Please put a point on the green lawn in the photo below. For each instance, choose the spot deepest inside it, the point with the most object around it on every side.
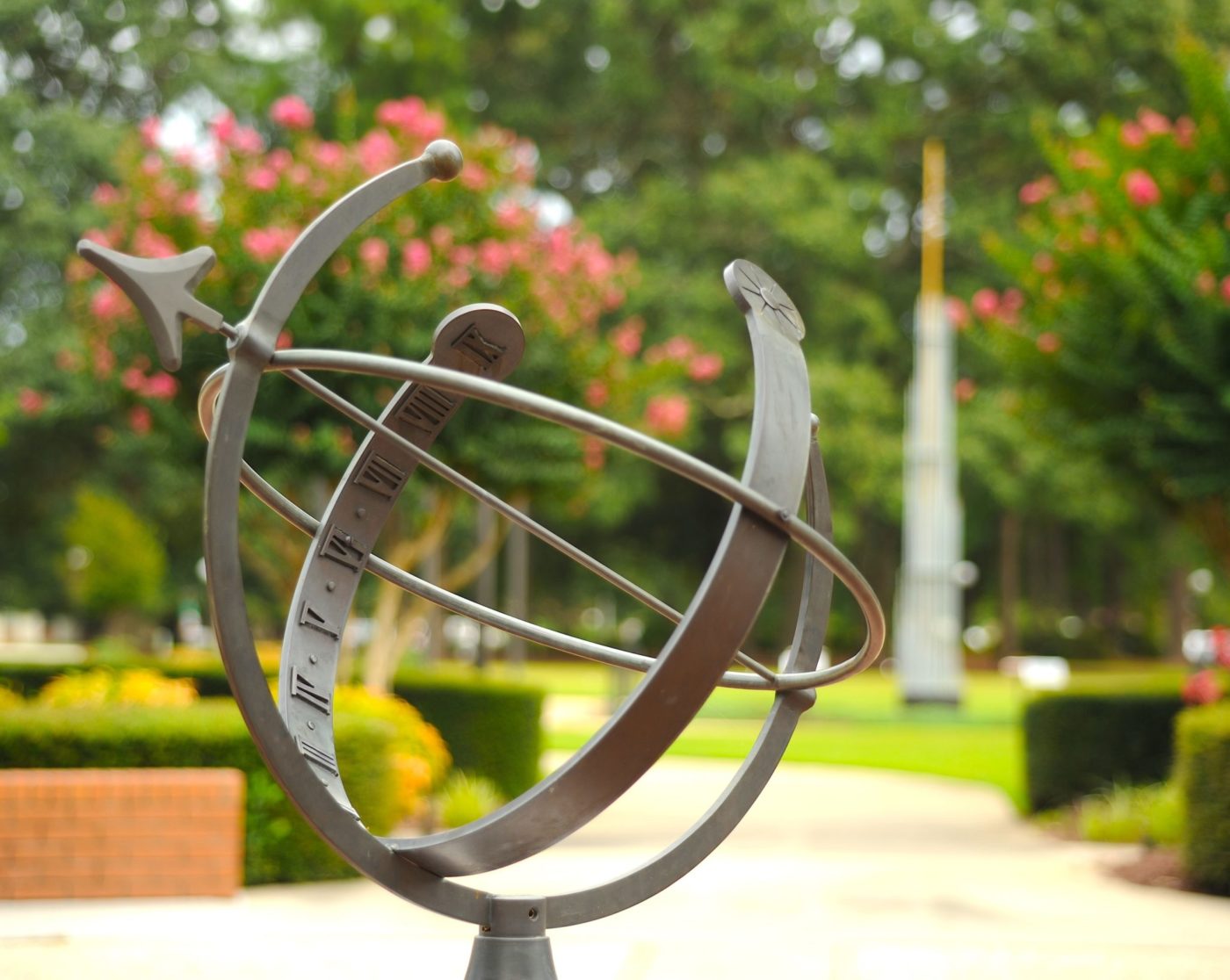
(861, 722)
(987, 753)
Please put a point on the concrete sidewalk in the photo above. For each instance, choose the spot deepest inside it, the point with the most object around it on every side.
(836, 873)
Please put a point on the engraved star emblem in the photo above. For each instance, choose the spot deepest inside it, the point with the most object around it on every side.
(765, 297)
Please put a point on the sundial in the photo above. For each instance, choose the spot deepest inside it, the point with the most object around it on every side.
(474, 349)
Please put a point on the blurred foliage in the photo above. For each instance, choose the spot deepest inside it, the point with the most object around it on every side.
(420, 759)
(1082, 740)
(279, 845)
(102, 688)
(114, 561)
(465, 798)
(494, 730)
(1203, 774)
(786, 132)
(1125, 264)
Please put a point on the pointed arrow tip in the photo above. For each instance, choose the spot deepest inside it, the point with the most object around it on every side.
(162, 291)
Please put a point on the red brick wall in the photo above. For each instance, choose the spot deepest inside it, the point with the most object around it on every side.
(98, 832)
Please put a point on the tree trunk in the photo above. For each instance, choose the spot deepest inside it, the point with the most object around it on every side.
(1010, 580)
(387, 638)
(1176, 613)
(517, 580)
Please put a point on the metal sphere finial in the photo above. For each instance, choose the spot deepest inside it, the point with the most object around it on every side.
(445, 159)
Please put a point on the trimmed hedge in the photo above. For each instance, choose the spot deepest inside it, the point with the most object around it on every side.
(279, 845)
(492, 728)
(1080, 742)
(1203, 774)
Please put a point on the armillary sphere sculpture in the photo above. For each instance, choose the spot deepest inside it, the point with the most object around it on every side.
(473, 350)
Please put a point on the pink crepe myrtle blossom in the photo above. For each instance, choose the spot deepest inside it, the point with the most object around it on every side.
(1184, 132)
(416, 257)
(1141, 188)
(223, 126)
(133, 378)
(262, 178)
(626, 337)
(1048, 342)
(474, 177)
(597, 393)
(374, 255)
(1085, 160)
(1153, 122)
(291, 112)
(31, 402)
(956, 310)
(1202, 688)
(1133, 135)
(329, 155)
(705, 368)
(593, 452)
(377, 151)
(108, 301)
(139, 420)
(266, 243)
(667, 414)
(402, 113)
(160, 386)
(1037, 191)
(246, 141)
(494, 257)
(984, 303)
(106, 194)
(442, 237)
(104, 359)
(965, 390)
(150, 129)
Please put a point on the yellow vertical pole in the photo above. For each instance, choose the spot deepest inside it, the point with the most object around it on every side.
(932, 220)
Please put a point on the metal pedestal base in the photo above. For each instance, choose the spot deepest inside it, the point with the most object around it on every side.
(513, 943)
(510, 958)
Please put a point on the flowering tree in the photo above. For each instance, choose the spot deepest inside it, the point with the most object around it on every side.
(249, 193)
(1121, 316)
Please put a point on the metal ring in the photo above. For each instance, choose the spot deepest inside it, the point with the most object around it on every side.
(602, 653)
(639, 444)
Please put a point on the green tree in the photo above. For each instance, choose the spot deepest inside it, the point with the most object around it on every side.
(479, 237)
(116, 567)
(1125, 267)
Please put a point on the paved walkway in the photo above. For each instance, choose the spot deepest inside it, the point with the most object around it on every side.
(836, 873)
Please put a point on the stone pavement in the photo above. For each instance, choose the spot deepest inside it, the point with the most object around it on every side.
(836, 873)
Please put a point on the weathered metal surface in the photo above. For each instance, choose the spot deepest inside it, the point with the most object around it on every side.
(473, 350)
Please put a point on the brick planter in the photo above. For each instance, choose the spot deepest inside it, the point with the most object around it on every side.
(102, 832)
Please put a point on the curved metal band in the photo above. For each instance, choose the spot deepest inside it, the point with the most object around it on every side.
(747, 785)
(648, 448)
(225, 582)
(698, 653)
(479, 340)
(496, 619)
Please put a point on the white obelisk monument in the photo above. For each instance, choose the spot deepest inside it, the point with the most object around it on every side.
(926, 638)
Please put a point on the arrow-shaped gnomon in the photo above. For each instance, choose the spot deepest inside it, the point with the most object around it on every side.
(162, 289)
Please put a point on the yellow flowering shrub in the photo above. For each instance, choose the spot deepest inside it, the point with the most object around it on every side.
(105, 687)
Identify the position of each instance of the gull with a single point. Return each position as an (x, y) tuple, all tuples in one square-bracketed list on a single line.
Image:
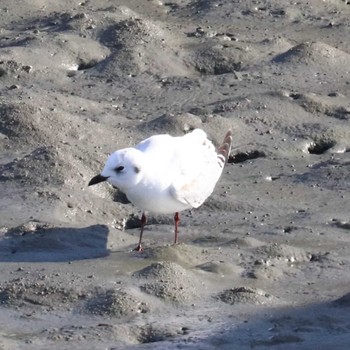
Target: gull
[(165, 174)]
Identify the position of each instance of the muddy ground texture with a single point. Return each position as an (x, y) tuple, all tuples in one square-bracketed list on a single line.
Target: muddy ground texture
[(264, 263)]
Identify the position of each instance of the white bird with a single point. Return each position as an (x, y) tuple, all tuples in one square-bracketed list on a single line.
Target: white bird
[(165, 174)]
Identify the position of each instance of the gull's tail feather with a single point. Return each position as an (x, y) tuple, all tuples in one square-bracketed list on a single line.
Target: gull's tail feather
[(224, 149)]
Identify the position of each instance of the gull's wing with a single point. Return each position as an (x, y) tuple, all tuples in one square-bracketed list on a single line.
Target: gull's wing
[(200, 167)]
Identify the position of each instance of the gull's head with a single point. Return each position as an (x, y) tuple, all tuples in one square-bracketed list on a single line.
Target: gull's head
[(123, 169)]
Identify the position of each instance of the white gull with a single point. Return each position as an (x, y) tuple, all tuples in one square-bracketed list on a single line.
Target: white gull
[(165, 174)]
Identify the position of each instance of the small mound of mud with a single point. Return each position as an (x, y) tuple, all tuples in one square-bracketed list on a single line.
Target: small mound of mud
[(19, 292), (154, 333), (170, 282), (245, 295), (343, 301), (173, 124), (246, 242), (221, 268), (19, 120), (313, 52), (216, 60), (115, 303), (283, 253), (139, 45), (330, 174), (321, 146)]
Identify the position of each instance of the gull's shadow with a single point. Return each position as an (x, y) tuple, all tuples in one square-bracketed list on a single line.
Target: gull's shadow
[(54, 244)]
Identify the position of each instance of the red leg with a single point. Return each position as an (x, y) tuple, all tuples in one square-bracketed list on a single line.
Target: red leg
[(143, 223), (177, 220)]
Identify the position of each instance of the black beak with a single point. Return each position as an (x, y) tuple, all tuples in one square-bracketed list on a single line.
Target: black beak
[(97, 179)]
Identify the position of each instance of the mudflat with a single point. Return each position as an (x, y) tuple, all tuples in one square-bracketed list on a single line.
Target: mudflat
[(263, 263)]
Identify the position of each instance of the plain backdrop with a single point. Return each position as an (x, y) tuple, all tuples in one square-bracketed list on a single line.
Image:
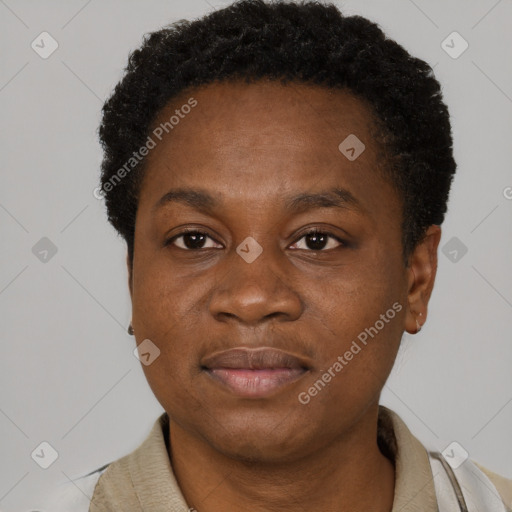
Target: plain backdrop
[(68, 375)]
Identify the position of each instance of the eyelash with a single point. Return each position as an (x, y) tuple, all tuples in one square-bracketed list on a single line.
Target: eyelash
[(314, 231)]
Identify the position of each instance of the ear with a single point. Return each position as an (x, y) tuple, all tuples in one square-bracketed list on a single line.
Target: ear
[(422, 270), (130, 275)]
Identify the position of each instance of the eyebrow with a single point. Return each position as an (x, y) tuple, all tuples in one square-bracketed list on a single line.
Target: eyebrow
[(204, 202)]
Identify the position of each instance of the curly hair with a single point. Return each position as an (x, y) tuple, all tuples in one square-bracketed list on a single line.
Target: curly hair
[(305, 42)]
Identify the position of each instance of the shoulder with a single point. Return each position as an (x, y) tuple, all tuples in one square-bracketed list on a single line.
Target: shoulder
[(74, 494), (503, 485)]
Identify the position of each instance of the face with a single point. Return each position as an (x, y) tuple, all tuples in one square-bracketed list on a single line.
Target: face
[(251, 173)]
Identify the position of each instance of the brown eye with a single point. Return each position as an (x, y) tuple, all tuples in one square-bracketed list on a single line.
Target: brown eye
[(191, 240), (316, 240)]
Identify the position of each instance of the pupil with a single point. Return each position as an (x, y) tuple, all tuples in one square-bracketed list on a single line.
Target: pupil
[(316, 245), (194, 237)]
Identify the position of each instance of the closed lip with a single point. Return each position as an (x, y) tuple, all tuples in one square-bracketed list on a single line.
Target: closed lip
[(255, 372), (261, 358)]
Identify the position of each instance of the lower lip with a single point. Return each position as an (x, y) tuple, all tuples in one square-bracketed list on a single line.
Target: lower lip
[(256, 383)]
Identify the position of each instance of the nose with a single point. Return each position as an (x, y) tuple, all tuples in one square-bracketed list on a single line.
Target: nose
[(253, 293)]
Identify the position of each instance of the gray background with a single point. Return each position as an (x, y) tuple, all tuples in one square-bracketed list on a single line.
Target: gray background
[(68, 375)]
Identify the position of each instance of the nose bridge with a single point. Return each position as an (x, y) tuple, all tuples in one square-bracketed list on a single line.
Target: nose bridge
[(253, 286)]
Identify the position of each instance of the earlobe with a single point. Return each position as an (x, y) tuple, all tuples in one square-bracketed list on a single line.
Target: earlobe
[(130, 275), (422, 272)]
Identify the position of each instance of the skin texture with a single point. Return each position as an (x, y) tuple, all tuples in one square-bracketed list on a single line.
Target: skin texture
[(252, 146)]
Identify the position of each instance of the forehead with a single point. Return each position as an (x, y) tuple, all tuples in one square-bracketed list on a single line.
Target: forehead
[(262, 140)]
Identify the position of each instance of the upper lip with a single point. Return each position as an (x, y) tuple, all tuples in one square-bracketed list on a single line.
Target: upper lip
[(254, 359)]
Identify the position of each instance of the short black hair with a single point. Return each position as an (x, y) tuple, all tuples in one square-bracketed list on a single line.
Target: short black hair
[(305, 42)]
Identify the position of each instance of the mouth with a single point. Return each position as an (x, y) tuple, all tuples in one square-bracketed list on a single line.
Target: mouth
[(255, 373)]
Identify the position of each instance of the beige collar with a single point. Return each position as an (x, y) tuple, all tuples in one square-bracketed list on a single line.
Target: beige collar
[(154, 486)]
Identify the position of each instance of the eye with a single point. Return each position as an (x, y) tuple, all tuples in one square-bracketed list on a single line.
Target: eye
[(191, 240), (317, 240)]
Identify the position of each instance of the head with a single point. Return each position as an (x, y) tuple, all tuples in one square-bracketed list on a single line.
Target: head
[(309, 158)]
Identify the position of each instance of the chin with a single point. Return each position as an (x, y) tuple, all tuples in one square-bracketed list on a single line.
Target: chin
[(259, 439)]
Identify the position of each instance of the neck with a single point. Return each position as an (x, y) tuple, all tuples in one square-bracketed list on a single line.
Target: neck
[(348, 474)]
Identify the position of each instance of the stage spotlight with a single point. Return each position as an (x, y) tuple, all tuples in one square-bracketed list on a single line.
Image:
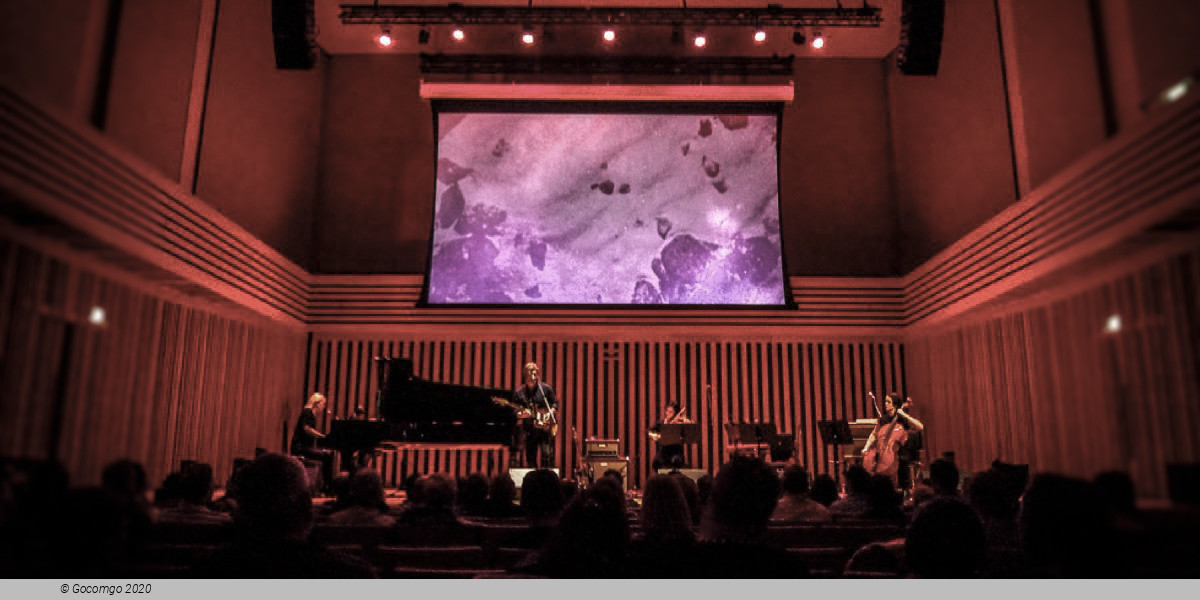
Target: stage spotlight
[(384, 39)]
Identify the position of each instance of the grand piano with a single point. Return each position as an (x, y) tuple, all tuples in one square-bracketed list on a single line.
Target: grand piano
[(415, 411)]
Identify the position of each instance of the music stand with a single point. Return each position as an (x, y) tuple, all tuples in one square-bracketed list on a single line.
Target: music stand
[(835, 432), (678, 433)]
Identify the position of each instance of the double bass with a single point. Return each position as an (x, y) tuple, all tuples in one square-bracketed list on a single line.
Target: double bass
[(881, 459)]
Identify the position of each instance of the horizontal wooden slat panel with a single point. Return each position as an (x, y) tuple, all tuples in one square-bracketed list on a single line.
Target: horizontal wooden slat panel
[(1132, 184), (1055, 387), (371, 300), (159, 383), (83, 185)]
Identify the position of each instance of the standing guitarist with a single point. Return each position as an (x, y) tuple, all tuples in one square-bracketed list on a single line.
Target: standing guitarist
[(540, 429)]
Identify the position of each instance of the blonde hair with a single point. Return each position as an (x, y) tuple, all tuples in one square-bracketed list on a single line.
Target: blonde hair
[(312, 400)]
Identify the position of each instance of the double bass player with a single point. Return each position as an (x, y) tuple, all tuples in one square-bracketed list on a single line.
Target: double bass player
[(881, 455)]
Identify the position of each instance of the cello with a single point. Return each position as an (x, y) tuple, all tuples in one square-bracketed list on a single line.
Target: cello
[(880, 459)]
____
> _EXERCISE OBJECTIVE_: Exact copies of the line with "Identify the position of each instance of the horizontal" and of every later line in the entries make up the whole answer.

> _RESPONSE_:
Identify the position of each instance of the horizontal wooden slat panel with a single point. Return each position as an (x, y) tuple, all tuples in one square-bracketed list on a single line.
Target: horizontal wooden slat panel
[(1132, 184), (1055, 387), (371, 300), (159, 383), (83, 185)]
Identify the position of each instance of the standing guitarist with a single point. Return each position as an (x, y) tuple, all tuples in one square-bracketed list on a single line.
Target: standing guitarist
[(540, 429)]
Identify the position of each instance of the blonde hair with a single point. Return each position as an (x, y) tuple, all tuples in one square-bracketed list on a single line.
Target: blonde hair
[(312, 400)]
Identify the position of each instance of the double bass player with a single point. Return each position as an (x, y) tuple, all tuples in one square-bracketed list on a single line.
Target: double bass player
[(881, 455)]
Identify the position of each instance of the cello with a single point. Return each position as an (x, y) tuple, all tuples in one square-bracketed list on a single line.
Target: cello
[(880, 459)]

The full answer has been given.